* Start DATASET EXTRACT *

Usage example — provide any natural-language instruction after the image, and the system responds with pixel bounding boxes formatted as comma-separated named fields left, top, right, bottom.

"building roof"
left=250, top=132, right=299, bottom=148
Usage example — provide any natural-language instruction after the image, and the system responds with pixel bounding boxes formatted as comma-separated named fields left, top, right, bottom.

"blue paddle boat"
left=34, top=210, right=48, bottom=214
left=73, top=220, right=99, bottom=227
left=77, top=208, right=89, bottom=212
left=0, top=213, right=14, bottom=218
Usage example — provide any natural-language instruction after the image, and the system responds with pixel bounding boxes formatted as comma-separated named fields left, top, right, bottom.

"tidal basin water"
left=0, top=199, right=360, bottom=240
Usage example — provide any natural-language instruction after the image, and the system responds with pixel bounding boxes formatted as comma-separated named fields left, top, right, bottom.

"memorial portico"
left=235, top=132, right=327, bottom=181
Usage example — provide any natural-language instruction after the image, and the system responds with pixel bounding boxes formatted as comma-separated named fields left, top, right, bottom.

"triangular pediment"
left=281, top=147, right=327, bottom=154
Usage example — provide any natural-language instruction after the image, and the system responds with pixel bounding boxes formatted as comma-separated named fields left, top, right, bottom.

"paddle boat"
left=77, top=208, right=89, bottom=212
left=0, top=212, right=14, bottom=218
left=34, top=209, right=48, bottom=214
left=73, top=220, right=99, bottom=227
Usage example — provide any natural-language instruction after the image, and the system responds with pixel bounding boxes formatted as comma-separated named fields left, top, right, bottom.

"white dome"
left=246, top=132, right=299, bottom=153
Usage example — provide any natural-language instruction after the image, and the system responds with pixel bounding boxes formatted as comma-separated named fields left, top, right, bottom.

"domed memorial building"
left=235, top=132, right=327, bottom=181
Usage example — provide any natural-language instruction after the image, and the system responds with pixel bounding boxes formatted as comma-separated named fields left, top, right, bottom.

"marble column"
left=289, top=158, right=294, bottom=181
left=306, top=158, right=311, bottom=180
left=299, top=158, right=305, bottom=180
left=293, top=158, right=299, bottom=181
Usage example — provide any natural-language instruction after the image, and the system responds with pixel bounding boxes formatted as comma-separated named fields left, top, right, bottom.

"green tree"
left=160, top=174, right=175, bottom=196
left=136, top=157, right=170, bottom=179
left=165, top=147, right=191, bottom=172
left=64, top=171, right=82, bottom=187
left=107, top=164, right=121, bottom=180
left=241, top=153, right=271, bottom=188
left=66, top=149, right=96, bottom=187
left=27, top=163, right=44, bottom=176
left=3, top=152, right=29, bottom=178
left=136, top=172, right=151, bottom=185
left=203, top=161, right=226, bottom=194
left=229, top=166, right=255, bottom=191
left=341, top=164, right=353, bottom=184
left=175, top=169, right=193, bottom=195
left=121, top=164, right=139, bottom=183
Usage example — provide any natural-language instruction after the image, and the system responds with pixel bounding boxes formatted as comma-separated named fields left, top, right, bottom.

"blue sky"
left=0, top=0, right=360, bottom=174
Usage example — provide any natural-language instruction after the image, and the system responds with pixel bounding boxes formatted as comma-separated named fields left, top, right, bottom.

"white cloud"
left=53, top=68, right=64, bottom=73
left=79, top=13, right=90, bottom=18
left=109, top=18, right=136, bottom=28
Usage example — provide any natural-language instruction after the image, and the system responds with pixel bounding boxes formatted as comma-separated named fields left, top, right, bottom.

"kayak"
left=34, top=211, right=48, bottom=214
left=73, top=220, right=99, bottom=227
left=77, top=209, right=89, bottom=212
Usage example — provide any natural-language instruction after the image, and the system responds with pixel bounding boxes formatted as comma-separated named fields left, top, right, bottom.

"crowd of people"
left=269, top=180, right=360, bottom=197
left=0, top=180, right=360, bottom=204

* End DATASET EXTRACT *

EXERCISE:
Edit all the rows above so that "natural-language instruction" becomes "plain-text prompt", and leave everything else the same.

THE SOLUTION:
Usage example — provide any plain-text prompt after the image, and the system responds with pixel bounding boxes formatted as comma-separated named fields left, top, right, bottom.

"building roof"
left=250, top=132, right=299, bottom=148
Usage example — provide any plain-text prompt after the image, and the system responds with pixel bounding boxes formatted as comma-separated named fields left, top, right, bottom.

"blue paddle boat"
left=34, top=210, right=48, bottom=214
left=73, top=220, right=99, bottom=227
left=77, top=208, right=89, bottom=212
left=0, top=213, right=14, bottom=218
Usage example — provide any plain-text prompt after the image, and the system responds with pixel bounding boxes formatted as comma-separated named fields left, top, right, bottom.

"tidal basin water"
left=0, top=199, right=360, bottom=240
Usage example — provide any plain-text prompt after the image, and the system responds with pixel bounding boxes formatted as comma-separated named fields left, top, right, bottom.

"memorial portico"
left=235, top=132, right=327, bottom=181
Usage example — provide any plain-text prompt after the image, and the system responds with pixel bounding boxes formatted as comma-separated named fields left, top, right, bottom.

"triangular pediment"
left=281, top=147, right=327, bottom=154
Usage example — provide any plain-text prompt after the image, and the system responds with pixel bounding boxes formatted as comma-separated named fields left, top, right, bottom.

"paddle boat"
left=77, top=208, right=89, bottom=212
left=0, top=212, right=14, bottom=218
left=34, top=209, right=48, bottom=214
left=73, top=220, right=99, bottom=227
Usage example — provide any plain-text prompt after the image, and the system responds with pixel bounding boxes formatted as comma-separated named fields left, top, right, bottom.

"white dome"
left=246, top=132, right=299, bottom=153
Usage example — provide any plain-text prompt after the image, and the system responds with pixel bounding boxes formatted as comma-separated named fields left, top, right, bottom.

"domed memorial building"
left=235, top=132, right=327, bottom=181
Usage example — provide any plain-text prompt after the image, and the system responds with pixel bounding boxes formatted as comma-separated named fields left, top, right, bottom.

"marble column"
left=289, top=158, right=294, bottom=181
left=306, top=158, right=311, bottom=180
left=299, top=158, right=305, bottom=180
left=293, top=158, right=299, bottom=181
Usage example — provide any plain-text prompt after the image, and the system responds with pixel bounding boxes formatted as comma-separated named fields left, top, right, bottom.

"green tree"
left=160, top=174, right=175, bottom=196
left=136, top=157, right=170, bottom=179
left=165, top=147, right=191, bottom=172
left=64, top=171, right=82, bottom=187
left=107, top=164, right=121, bottom=180
left=241, top=153, right=271, bottom=188
left=66, top=149, right=96, bottom=187
left=27, top=163, right=44, bottom=176
left=3, top=152, right=29, bottom=178
left=136, top=172, right=151, bottom=185
left=203, top=161, right=226, bottom=194
left=229, top=166, right=255, bottom=191
left=341, top=164, right=353, bottom=184
left=175, top=169, right=193, bottom=195
left=121, top=164, right=139, bottom=183
Usage example — provide any plain-text prompt after the image, and the system responds with pixel bounding boxes formatted as comma-separated named fields left, top, right, bottom.

"blue sky"
left=0, top=0, right=360, bottom=174
Usage example — provide any plain-text prompt after the image, and the system responds with pixel bounding boxes formatted as comma-separated named fields left, top, right, bottom.

"white cloud"
left=53, top=68, right=64, bottom=73
left=79, top=13, right=90, bottom=18
left=109, top=18, right=136, bottom=28
Usage example — provide any plain-text prompt after the image, and the system responds with pixel bounding boxes formatted as comma-separated named fields left, top, right, bottom.

"kayak"
left=34, top=211, right=48, bottom=214
left=73, top=220, right=99, bottom=227
left=77, top=209, right=89, bottom=212
Usage example — provide any plain-text prompt after the image, and the system responds with pixel bounding boxes formatted as comma-separated named fields left, top, right, bottom.

"crowd of people"
left=269, top=180, right=360, bottom=197
left=0, top=180, right=360, bottom=204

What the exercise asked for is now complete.